■ Task statement
Pull every line out of the data below and reproduce each one word for word, with no changes.

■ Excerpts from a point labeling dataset
····················
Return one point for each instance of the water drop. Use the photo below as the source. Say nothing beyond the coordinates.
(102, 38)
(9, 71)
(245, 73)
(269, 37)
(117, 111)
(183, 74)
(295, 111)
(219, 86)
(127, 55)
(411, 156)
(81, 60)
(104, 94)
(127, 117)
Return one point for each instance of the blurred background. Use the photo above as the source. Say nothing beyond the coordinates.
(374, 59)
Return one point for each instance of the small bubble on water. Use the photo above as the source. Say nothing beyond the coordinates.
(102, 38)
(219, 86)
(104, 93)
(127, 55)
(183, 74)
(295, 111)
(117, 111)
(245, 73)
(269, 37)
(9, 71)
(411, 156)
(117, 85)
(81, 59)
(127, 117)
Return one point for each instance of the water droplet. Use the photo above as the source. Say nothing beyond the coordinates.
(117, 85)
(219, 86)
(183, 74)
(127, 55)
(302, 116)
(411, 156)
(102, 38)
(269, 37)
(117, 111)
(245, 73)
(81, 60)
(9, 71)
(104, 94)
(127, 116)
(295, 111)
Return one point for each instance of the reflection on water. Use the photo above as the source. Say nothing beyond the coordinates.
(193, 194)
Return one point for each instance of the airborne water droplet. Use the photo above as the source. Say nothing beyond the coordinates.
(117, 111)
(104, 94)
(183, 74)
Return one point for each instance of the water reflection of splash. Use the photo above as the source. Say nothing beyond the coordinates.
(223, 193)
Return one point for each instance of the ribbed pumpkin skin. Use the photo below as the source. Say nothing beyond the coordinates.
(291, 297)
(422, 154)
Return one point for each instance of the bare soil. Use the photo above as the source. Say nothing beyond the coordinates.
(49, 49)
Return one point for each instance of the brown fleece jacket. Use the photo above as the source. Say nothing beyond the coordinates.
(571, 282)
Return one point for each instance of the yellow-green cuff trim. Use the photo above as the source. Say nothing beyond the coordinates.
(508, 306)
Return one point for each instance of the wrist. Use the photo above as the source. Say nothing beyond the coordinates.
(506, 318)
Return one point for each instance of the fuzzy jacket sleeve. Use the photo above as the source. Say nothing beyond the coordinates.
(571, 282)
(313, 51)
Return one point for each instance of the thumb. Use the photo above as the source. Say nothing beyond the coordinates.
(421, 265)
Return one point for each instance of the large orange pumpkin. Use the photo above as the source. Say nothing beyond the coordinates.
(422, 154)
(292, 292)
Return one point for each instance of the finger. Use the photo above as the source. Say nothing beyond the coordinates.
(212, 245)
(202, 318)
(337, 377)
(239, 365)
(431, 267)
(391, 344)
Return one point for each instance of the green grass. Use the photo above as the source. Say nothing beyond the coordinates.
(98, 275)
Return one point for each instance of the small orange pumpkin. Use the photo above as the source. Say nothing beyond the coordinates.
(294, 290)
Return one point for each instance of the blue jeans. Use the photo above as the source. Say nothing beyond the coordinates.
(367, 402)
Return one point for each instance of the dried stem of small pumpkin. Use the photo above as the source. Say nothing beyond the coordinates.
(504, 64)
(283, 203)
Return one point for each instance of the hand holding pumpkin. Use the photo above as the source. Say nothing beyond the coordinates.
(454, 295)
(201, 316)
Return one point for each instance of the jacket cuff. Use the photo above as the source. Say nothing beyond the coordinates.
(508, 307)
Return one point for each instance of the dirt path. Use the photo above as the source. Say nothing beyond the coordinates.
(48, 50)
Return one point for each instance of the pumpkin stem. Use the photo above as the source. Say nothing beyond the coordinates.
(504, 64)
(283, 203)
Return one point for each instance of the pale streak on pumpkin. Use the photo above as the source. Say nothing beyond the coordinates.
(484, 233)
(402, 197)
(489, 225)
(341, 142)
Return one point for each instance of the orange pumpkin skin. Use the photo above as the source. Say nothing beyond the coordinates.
····················
■ Full output
Return one point for each instance of the water drop. Use the photo below as the source. Say nothing beyond the coordinates.
(102, 38)
(9, 71)
(245, 73)
(269, 37)
(117, 111)
(183, 74)
(295, 111)
(219, 86)
(127, 55)
(411, 156)
(81, 60)
(104, 94)
(127, 117)
Return one point for each instance of the blurred background. Use the photo above as the source. Say nothing beyond the coordinates.
(374, 59)
Return one point for each instance of the small bubble on water. Use the photo above as the source. Say nothing beyond the coordinates.
(102, 38)
(219, 86)
(104, 93)
(127, 55)
(183, 74)
(295, 111)
(117, 111)
(245, 73)
(269, 37)
(9, 71)
(411, 156)
(117, 85)
(81, 59)
(127, 117)
Return one point for each instance of the water droplet. Use the photo above as the source. Say nothing beyond the coordinates.
(117, 85)
(219, 86)
(183, 74)
(127, 55)
(302, 116)
(411, 156)
(102, 38)
(269, 37)
(117, 111)
(245, 73)
(81, 60)
(9, 71)
(104, 94)
(127, 116)
(295, 111)
Return one point for each instance of the reflection on water. Use the photo above as the source. Say nothing beyond the coordinates.
(193, 194)
Return one point for each instance of the airborne water droplet. Use the photo above as the source. Say nothing beyond the coordinates.
(117, 111)
(104, 94)
(183, 74)
Return one point for each instance of the water reflection of splash. Use the photo above as the source. Say nothing beyond the coordinates.
(223, 193)
Return one point for each instance of the ribbed pumpkin skin. Use the photo below as the source. Say nothing beyond the coordinates.
(291, 297)
(422, 154)
Return one point for each instance of the bare soil. Use the photo above as the source. Say nothing beyond the coordinates.
(49, 49)
Return one point for each instance of the brown fleece jacket. Use the photo above as the source. Say nothing beyond the coordinates.
(571, 282)
Return one point for each instance of the yellow-green cuff trim. Use the photo above as the source. Say nothing beyond the coordinates.
(508, 306)
Return one point for each instance of the wrist. Use the photo above as the source. Say nothing beyond the coordinates.
(506, 318)
Return one point for each instance of the fuzzy jacket sleeve. Use the photo above as the source. Say nothing beyond the coordinates.
(571, 282)
(313, 51)
Return one point for each instance of the thumb. Use the photo above as the source. Say nothing beyond the coordinates.
(421, 265)
Return one point for each instance of the large orange pumpkin. Use the photo above as the source. Say nothing beyond the coordinates.
(422, 154)
(292, 292)
Return one point for each instance of the finger. Use the photo above as the source. Say nothing beyond the coordinates.
(212, 245)
(202, 318)
(337, 377)
(239, 365)
(431, 267)
(391, 344)
Return one point for each instance of the green grass. Use the photo above as the source. Say nothing beyond the coordinates.
(98, 275)
Return one point for each instance of the small orange pumpkin. Use the photo above as the source. Say nothing beyond the coordinates.
(294, 290)
Return one point for each instance of the blue jeans. Use the photo above as the source. Say nothing beyond the coordinates.
(367, 402)
Return one point for each instance of the dried stem of small pumpkin. Use the photo above as the source. Say nothing beyond the coordinates.
(504, 64)
(283, 203)
Return one point for each instance of the hand holding pumpkin. Use the photo above as the source. Say nothing beyond the coordinates.
(454, 295)
(201, 316)
Return one point for each instance of the jacket cuff. Use the photo above as the source. Say nothing beyond the coordinates.
(508, 307)
Return one point for each instance of the dirt path. Use the photo above as the source. Say nothing beyond the coordinates.
(48, 50)
Return one point for each instance of the pumpkin stem. Use the photo above as the source. Say nothing beyond the coordinates.
(504, 64)
(283, 203)
Return one point for each instance of the pale streak on pumpkin. Use the photo above as the source. Say nothing beyond the coordinates.
(484, 233)
(402, 197)
(489, 225)
(341, 142)
Return one point for each instance of the orange pumpkin skin. Use the photo above as the source. Say nothing beyond the coordinates.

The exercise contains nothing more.